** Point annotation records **
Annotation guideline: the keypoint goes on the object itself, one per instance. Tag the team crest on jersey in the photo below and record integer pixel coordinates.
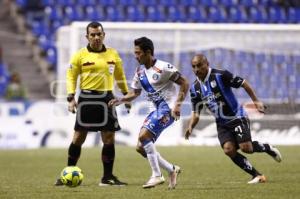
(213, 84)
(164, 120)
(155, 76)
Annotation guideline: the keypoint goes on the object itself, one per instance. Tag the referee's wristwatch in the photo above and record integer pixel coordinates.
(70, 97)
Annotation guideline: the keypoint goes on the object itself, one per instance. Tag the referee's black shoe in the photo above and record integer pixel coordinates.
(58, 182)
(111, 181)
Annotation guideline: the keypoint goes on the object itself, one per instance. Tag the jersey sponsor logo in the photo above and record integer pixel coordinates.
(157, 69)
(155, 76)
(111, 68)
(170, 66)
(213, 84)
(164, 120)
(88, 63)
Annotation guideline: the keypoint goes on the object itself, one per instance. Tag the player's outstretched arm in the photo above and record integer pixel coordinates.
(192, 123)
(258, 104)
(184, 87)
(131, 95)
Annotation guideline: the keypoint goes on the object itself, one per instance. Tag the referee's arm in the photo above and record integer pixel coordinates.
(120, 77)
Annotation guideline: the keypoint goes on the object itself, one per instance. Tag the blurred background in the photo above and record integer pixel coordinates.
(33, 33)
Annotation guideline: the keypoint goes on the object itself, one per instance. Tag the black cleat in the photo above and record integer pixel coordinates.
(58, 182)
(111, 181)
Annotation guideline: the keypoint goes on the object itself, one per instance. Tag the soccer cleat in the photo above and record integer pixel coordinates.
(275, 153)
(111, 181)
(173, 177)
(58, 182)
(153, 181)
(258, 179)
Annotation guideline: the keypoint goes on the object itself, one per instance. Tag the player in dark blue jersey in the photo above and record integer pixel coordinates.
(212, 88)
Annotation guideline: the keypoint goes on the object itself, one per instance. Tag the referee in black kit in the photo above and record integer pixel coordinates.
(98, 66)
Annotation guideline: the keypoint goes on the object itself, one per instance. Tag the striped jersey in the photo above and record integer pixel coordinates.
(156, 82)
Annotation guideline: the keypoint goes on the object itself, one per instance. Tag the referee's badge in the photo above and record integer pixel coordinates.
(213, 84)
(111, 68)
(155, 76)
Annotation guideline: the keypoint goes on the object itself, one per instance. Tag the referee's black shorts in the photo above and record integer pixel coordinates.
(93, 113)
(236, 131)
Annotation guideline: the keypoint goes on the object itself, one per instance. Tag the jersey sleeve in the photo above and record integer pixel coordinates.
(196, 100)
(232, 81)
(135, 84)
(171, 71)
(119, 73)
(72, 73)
---
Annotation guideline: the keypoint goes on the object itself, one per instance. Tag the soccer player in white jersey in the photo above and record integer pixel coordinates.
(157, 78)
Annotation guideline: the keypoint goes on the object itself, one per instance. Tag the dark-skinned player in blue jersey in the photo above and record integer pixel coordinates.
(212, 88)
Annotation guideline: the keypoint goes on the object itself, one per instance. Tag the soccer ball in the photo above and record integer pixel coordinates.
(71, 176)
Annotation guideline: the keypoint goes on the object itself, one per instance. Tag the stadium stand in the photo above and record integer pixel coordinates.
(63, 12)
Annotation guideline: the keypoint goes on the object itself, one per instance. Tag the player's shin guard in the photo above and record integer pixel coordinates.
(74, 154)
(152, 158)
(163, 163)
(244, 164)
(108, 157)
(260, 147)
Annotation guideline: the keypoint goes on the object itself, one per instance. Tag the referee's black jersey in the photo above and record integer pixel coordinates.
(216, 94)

** Task details **
Collect each line of the data above that contains the word "cleat".

** Task result **
Annotation guideline: the keypoint goes on the object itself, one per instance. Tag the black cleat in the photo above and record integer pixel coordinates.
Annotation guideline: the keypoint goes on the object itself, one per instance. Tag the soccer cleat in the photo above and record integer pixel coordinates.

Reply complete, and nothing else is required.